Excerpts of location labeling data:

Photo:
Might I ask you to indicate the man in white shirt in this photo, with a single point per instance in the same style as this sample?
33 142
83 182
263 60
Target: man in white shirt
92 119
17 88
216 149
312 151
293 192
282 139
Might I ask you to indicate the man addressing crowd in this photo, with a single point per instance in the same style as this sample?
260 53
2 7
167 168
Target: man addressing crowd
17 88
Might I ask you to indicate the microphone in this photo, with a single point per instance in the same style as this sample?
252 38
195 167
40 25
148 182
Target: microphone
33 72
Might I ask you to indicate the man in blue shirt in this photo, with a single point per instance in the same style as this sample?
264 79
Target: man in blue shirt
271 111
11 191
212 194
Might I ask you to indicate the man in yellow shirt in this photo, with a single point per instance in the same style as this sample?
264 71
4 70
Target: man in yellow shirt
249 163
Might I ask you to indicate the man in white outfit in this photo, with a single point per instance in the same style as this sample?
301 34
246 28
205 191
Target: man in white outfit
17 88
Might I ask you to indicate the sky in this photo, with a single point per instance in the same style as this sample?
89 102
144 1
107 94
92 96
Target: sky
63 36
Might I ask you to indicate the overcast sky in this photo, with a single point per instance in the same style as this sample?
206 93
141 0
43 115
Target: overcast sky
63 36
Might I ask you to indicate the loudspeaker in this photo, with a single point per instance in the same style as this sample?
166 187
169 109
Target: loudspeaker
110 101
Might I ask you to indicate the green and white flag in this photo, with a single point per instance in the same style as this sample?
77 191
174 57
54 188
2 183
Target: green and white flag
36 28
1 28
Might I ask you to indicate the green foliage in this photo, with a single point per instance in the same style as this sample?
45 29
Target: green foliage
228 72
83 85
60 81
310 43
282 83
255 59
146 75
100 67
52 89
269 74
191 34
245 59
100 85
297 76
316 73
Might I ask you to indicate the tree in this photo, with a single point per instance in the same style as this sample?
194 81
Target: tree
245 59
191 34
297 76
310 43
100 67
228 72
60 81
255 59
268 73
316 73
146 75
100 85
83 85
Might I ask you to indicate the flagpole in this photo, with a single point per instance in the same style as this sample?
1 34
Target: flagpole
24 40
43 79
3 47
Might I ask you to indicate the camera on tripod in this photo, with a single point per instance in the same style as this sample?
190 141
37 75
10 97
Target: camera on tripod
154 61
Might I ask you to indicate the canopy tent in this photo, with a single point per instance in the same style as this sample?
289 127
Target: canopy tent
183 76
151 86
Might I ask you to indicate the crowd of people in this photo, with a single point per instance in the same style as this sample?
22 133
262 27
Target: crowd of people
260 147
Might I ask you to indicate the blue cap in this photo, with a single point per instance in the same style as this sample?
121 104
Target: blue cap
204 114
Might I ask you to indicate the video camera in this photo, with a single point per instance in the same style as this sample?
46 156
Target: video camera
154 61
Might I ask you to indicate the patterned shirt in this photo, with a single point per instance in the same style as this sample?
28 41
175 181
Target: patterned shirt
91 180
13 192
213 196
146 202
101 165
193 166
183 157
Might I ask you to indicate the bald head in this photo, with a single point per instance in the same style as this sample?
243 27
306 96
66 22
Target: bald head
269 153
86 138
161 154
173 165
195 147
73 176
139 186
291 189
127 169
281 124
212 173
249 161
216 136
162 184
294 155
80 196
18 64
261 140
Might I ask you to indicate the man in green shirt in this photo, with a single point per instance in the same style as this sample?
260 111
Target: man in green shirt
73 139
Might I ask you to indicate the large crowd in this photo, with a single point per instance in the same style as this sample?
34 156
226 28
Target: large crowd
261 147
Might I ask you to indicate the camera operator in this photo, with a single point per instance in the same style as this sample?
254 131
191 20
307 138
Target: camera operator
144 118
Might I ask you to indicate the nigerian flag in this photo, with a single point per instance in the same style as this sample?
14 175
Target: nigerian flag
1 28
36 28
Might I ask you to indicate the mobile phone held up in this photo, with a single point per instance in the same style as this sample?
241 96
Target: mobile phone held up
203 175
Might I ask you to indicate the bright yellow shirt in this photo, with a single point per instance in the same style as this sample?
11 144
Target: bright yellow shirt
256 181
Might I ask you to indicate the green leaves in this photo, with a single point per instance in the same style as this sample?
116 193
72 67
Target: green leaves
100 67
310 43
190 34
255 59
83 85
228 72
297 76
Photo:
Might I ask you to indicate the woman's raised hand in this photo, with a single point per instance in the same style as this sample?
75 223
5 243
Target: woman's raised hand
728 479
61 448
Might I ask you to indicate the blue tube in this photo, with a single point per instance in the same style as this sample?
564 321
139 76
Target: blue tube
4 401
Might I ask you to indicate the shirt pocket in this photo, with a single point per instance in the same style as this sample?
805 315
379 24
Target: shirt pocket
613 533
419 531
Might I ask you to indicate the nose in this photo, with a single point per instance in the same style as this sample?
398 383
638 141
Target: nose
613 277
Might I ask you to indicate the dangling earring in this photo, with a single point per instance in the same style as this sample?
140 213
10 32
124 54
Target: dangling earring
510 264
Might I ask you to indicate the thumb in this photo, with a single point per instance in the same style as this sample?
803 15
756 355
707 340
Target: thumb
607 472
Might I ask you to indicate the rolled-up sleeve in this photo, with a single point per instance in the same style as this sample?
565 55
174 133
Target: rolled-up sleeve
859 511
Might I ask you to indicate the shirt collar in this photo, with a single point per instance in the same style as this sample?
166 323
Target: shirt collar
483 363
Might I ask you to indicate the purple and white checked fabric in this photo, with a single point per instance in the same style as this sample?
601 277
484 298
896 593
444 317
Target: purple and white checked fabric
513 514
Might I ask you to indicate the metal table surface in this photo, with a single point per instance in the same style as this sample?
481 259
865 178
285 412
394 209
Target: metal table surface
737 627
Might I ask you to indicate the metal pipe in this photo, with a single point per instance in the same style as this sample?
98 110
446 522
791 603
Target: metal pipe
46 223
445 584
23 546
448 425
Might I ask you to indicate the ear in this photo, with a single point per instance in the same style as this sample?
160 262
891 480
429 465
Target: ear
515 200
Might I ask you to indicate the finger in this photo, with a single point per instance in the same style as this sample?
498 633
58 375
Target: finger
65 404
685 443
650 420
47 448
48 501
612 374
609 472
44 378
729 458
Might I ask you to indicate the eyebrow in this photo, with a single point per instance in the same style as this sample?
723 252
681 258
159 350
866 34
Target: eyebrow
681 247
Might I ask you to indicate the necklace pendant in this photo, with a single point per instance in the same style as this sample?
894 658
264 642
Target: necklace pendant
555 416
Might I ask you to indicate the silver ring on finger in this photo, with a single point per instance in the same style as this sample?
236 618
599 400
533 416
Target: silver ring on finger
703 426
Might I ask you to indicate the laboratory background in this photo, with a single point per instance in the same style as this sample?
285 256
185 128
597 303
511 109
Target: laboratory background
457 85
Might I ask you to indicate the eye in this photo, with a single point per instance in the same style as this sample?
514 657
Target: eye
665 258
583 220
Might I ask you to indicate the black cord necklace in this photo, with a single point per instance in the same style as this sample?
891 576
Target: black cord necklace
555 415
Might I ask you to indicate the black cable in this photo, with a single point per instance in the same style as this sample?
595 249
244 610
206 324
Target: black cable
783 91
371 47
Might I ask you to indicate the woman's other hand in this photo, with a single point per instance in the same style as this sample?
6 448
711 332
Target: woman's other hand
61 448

◆ Exercise details ◆
All of the entries need to be reproduced exactly; please write them out.

◆ Result for this exercise ◆
Photo:
Might I ask you to indicate the man in white shirt in this photo, with a single point per instance in the same style as this sample?
33 142
83 182
263 60
Target: man in white shirt
92 119
17 88
216 149
312 151
293 192
282 139
Might I ask you to indicate the man addressing crowd in this photo, with a single point per instance in the same style as this sample?
260 53
2 7
167 168
Target: man addressing crowd
17 88
Might I ask you to indicate the microphone in this photo, with a single point per instance in the same style as this sample?
252 38
195 167
40 25
148 182
Target: microphone
33 72
Might I ask you to indicate the man in blue shirt in this photo, with a single point per instance in the same style as this sample?
264 79
Target: man in blue shirt
271 111
11 191
212 194
Might I ask you to indicate the man in yellow shirt in this photo, with a single point per instance in the same style as this sample?
264 71
4 70
Target: man in yellow shirt
249 163
Might I ask you to indicate the man in white outfit in this photo, with a single point per instance in the same style as this sample?
301 34
246 28
205 191
Target: man in white outfit
17 88
Might I ask you to indicate the sky in this photo, with a single point per instance in the same style as this sample?
89 102
144 1
107 94
92 96
Target: sky
63 36
Might I ask you to indicate the overcast sky in this photo, with a single point per instance in the same style as this sample?
206 93
141 0
43 115
Target: overcast sky
63 36
Might I ask you to indicate the loudspeaker in this photo, with a single point per instance in the same style as this sample?
166 187
169 109
Target: loudspeaker
110 101
Might I ask you to indicate the green and white flag in this photo, with a single point per instance in the same style as this sample?
77 191
174 57
54 188
2 183
Target: green and white flag
36 28
1 28
Might I ask you to indicate the green foliage in this photo, with a single point per instance in the same style as this sample?
45 29
Target: green foliage
228 72
83 85
60 81
310 43
282 83
255 59
146 75
100 67
52 89
269 74
191 34
245 59
100 85
297 76
316 73
Might I ask you to indicate the tree in this photo, with a single point per instance in the same style as this sample?
194 81
Target: tree
245 59
191 34
297 76
310 43
100 67
228 72
60 81
255 59
268 73
316 73
146 75
100 85
83 85
Might I ask you to indicate the flagpole in this photo, with a single point per instance in the same style as this sample?
1 34
Target: flagpole
24 40
43 79
3 47
Might I ask you to indicate the camera on tripod in this photo, with a single point per instance in the same style as this sample?
190 141
37 75
10 97
Target: camera on tripod
154 61
Might I ask you to indicate the canopy tent in this photo, with a single point per instance in the same style as this sample?
289 127
Target: canopy tent
183 76
151 86
Might I ask you to indicate the crowd of people in this photo, with a single point per instance in the same style as this sample?
22 133
262 27
Target: crowd of people
260 147
Might I ask you to indicate the blue cap in this photo, with a single point per instance in the same style as this sample?
121 104
Target: blue cap
204 114
Might I ask you to indicate the video camera in this photo, with a single point per instance in the same style as this sample?
46 156
Target: video camera
154 61
Might I ask you to indicate the patterned shirt in this photo, with a single point per instance in the same style as this sample?
28 41
175 181
Target: patterned shirt
91 180
13 192
213 196
146 202
101 165
193 166
183 157
Might I ask you to indicate the bald head in this photo, with a single point per instance in the same style as this sample?
243 27
306 96
66 22
Target: bald head
269 153
86 138
161 154
173 165
195 147
73 176
139 186
291 189
127 169
281 124
212 173
249 161
216 136
162 184
294 155
80 196
18 64
261 140
Might I ask you to indicate the man in green shirt in this photo, with a single point per instance in the same style as this sample?
260 111
Target: man in green shirt
73 139
Might I ask you to indicate the large crowd in this photo, with a single point per instance in the same style as this sample?
34 156
226 28
Target: large crowd
261 147
Might I ask you to indicate the camera operator in this photo, with a single point per instance in the same style as this sample?
254 131
191 20
307 138
Target: camera operator
144 118
Might I ask you to indicate the nigerian flag in this photo, with a single point per instance in the same style as this sample?
14 175
Target: nigerian flag
1 28
36 28
Might I ask you to indicate the mobile phone held up in this photo, with a single point per instance in the same style as this sample?
241 96
Target: mobile phone held up
203 175
Might I ask you to indicate the bright yellow shirt in this photo, with a single point per instance in the same style as this sample?
11 144
Target: bright yellow shirt
256 181
Might I ask you to indicate the green leaves in this photo, with a single point per instance in the same style as this sample?
116 193
72 67
Target: green leaves
100 67
310 43
190 34
255 59
83 85
228 72
297 76
Photo:
Might I ask you to indicate the woman's raised hand in this photo, with a single point per instance in the same style as this sample?
75 223
5 243
Target: woman's raised hand
728 479
61 448
Might I ask you to indicate the blue tube in this photo, with a single point per instance in the same style as this sample?
564 321
139 76
Target: blue tube
4 401
Might I ask you to indicate the shirt pocket in this photo, with a single point per instance in the same style as this sample?
805 315
379 24
Target: shirt pocket
613 533
419 531
Might I ask you to indicate the nose in this photo, with a single point per instance in the same style as this sample?
398 383
638 141
Target: nose
613 277
Might I ask you to indicate the dangling earring in this photo, with a single point per instance in the same style as this sample?
140 213
10 32
124 54
Target: dangling earring
510 264
Might I ask you to indicate the thumb in this photo, with a single point per instance in the same style as this sample?
803 15
756 355
707 340
Target: thumb
607 472
Might I ask you to indicate the rolled-up sleeve in this photo, with a single point per instance in the same style as this sample?
565 55
174 133
Target: rolled-up sleeve
859 511
Might I ask you to indicate the shirt collar in this photo, with a single point per instance in the same style as this sample?
166 323
Target: shirt collar
483 363
Might I ask you to indicate the purple and white checked fabric in this photo, with a single point per instance in the same style as this sample?
601 277
484 298
896 593
444 317
Target: purple and white checked fabric
513 514
Might I ask you to indicate the metal table surface in this photo, with a single point per instance in the same style as this sample?
481 259
865 178
285 412
394 209
Target: metal table surface
737 627
Might I ask you to indicate the metal pipe in this photo, with a single point per instance in the same style as this sample?
98 110
446 522
791 603
Target: metal pipe
46 223
445 584
23 546
448 425
Might I ask you to indicate the ear in this photo, with a single point per instance in the same style as this sample?
160 262
891 480
429 465
Target: ear
515 200
Might I ask you to indicate the finger in this photo, with a single point per instance in the same style as this sample?
498 633
58 375
Target: finger
65 404
685 443
650 420
47 448
48 501
612 374
609 472
44 378
729 458
Might I ask you to indicate the eyebrow in this photo, with a single point per instance in the same style as this sample?
723 252
681 258
159 350
866 34
Target: eyebrow
681 247
Might I ask you to indicate the necklace pendant in this photo, with a single point per instance in the same style as this sample?
894 658
264 642
Target: necklace pendant
555 416
Might I ask you to indicate the silver ring on finger in this photo, with a single point per instance in the same style as this sample?
236 618
599 400
533 416
Target: silver ring on finger
703 426
Might I ask you to indicate the laboratory background in this photo, with a single point per instance in the same style as this sample?
285 256
185 128
597 303
511 109
Target: laboratory background
457 85
Might I ask you to indicate the eye in this photo, with a single point per instance in the same style as this sample?
514 657
Target: eye
665 258
583 220
Might I ask you to indicate the black cord necklace in this photo, with a single point per instance in the same style as this sample?
891 576
Target: black cord necklace
555 415
Might I ask you to indicate the black cable in this photo, with a single point per instance in the same style as this sample?
595 249
244 610
206 324
Target: black cable
783 91
371 47
Might I ask you to indicate the woman's other hand in this photo, with a single point per instance in the same style as this sample?
6 448
711 332
Target: woman's other hand
61 448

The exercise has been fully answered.